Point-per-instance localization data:

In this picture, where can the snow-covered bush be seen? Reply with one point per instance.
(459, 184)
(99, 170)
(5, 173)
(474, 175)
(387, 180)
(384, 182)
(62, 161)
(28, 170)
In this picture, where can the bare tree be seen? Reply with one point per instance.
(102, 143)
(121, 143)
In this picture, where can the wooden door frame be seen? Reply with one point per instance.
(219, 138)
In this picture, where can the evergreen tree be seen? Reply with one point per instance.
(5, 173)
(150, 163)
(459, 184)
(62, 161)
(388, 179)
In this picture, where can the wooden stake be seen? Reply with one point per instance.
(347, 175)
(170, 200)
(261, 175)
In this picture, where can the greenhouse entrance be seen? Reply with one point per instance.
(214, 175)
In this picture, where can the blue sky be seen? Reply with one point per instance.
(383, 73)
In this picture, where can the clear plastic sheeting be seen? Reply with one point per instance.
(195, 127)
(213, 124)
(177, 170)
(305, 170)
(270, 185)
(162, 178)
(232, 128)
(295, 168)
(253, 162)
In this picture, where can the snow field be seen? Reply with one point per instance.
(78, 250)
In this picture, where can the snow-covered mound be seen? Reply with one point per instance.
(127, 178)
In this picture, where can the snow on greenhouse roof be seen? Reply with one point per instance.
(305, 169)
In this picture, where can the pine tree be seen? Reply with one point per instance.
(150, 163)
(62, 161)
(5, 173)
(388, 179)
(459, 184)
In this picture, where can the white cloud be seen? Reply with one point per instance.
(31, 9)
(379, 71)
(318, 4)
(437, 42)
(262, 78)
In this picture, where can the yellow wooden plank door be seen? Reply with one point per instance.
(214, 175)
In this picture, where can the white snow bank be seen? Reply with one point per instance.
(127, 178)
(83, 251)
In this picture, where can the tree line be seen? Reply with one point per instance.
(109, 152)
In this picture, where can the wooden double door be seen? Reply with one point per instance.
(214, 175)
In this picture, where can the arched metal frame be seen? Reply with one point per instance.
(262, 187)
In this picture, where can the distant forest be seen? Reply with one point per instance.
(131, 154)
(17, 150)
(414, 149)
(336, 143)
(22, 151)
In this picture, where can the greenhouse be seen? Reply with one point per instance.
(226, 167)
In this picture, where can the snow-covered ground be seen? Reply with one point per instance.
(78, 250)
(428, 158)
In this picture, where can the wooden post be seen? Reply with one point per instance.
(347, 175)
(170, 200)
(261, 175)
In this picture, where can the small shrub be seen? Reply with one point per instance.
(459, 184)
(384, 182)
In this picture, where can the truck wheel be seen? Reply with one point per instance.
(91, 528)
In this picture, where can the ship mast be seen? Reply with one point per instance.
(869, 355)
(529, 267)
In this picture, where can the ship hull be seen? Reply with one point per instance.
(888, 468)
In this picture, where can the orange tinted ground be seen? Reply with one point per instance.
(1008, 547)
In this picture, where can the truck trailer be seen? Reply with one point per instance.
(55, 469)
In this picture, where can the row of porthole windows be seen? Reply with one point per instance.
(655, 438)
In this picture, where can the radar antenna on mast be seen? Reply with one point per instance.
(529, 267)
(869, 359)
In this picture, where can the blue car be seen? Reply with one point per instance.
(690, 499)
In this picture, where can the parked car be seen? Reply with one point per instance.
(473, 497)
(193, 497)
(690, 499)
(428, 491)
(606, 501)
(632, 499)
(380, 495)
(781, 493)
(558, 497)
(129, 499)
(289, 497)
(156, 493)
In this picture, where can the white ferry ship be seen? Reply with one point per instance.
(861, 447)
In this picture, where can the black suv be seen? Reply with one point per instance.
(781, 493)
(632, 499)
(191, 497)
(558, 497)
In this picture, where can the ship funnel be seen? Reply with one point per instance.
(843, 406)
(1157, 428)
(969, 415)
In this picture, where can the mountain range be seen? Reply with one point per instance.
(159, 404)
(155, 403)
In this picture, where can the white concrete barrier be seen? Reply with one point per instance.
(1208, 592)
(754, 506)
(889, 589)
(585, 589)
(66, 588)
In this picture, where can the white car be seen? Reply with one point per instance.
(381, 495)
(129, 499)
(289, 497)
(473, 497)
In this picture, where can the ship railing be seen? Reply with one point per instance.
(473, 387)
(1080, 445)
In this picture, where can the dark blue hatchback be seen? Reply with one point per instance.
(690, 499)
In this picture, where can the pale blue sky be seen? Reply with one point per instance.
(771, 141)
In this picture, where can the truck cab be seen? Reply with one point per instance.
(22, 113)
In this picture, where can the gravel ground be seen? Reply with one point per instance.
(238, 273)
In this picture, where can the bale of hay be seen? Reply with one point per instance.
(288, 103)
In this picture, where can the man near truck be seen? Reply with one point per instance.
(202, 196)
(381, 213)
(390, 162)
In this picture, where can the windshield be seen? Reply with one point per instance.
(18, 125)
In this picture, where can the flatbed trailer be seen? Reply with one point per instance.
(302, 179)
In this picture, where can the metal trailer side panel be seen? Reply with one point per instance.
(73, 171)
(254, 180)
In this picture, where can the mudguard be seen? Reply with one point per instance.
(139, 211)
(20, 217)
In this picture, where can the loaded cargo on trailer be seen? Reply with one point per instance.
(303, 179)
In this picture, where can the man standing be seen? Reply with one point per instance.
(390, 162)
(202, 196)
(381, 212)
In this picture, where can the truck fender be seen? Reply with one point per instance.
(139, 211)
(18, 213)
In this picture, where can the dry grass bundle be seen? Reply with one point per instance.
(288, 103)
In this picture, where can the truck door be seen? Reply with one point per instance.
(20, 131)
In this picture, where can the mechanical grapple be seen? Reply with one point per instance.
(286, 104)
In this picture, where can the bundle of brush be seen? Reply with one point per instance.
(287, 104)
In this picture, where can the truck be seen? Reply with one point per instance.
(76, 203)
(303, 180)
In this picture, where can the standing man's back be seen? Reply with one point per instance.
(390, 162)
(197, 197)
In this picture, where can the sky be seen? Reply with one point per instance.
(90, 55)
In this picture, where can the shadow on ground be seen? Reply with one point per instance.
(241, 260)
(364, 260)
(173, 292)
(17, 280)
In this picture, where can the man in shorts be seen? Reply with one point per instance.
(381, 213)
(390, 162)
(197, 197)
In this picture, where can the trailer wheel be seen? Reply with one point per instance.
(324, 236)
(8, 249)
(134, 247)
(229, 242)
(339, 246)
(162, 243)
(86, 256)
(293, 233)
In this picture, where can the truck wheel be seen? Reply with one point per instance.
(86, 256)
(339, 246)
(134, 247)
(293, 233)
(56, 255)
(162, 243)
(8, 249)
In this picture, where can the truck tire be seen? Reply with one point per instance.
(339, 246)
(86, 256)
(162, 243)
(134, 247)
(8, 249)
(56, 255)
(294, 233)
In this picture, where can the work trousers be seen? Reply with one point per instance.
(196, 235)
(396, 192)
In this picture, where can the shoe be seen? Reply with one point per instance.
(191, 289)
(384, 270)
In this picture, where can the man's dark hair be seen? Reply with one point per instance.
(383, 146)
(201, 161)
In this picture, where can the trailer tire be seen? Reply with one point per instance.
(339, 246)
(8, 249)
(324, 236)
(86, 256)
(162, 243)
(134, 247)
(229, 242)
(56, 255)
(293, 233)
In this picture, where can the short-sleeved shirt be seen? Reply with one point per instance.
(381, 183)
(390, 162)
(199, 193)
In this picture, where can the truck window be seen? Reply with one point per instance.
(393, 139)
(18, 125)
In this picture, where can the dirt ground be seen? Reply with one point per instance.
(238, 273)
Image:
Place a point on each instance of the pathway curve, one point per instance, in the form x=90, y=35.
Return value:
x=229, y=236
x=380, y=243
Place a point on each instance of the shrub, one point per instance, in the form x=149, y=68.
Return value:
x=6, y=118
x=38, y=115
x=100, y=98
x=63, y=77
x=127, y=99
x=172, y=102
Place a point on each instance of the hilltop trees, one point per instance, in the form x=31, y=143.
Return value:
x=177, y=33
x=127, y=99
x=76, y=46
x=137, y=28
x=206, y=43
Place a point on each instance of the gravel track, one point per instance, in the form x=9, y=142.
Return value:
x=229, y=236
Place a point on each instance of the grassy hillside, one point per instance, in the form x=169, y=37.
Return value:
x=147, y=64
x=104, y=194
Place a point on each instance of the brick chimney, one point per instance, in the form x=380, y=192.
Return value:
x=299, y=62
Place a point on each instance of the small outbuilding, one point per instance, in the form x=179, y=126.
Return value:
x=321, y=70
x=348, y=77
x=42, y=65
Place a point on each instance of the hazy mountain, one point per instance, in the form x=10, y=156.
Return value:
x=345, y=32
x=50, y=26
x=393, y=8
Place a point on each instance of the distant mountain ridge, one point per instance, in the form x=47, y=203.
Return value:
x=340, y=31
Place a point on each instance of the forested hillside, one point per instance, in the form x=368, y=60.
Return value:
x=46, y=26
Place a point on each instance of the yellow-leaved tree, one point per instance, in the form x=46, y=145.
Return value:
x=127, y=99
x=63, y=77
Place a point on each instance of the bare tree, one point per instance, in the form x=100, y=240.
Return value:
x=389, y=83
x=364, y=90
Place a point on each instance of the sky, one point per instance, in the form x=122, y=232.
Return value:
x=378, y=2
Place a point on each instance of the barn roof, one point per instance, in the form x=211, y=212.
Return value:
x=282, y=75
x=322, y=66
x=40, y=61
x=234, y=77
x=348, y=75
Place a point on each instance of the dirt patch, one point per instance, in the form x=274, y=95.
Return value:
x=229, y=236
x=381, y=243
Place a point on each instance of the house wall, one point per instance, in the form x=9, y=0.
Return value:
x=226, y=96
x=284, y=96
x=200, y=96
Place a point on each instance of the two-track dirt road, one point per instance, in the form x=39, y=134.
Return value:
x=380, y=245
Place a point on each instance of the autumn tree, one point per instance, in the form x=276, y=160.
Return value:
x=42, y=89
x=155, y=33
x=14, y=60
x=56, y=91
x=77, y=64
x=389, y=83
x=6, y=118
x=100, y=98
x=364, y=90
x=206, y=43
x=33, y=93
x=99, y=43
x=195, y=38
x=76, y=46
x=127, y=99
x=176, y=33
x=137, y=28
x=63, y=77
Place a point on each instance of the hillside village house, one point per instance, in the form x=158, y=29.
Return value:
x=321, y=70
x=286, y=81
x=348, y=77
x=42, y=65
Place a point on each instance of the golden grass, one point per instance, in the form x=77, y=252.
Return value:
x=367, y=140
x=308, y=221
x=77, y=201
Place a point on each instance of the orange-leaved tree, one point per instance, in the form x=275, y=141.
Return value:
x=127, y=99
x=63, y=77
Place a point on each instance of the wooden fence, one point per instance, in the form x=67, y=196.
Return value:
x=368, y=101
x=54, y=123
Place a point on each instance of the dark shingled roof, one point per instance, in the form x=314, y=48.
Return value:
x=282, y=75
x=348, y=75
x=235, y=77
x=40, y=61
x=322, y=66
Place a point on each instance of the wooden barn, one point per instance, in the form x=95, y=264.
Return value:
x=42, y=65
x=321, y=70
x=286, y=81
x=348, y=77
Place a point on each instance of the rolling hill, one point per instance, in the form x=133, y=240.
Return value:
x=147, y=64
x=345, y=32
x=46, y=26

§ **GOAL OF THE EXERCISE**: The lines above from the one containing "Place a point on each instance of the orange-leaved" through the one containing "Place a point on each instance of the wooden barn, one" are to be set down exactly, and no others.

§ **ANSWER**:
Place a point on each instance of the orange-leaved tree, one point per instance, in the form x=275, y=141.
Return value:
x=127, y=99
x=63, y=77
Place a point on each instance of the wooden fence, one point per instance, in the form x=67, y=196.
Return value:
x=368, y=101
x=54, y=123
Place a point on each instance of the dark shingled roof, one point per instance, in the form x=314, y=48.
Return value:
x=282, y=75
x=348, y=75
x=235, y=77
x=40, y=61
x=322, y=66
Place a point on each instance of the wooden barn, one point per instance, in the form x=95, y=264.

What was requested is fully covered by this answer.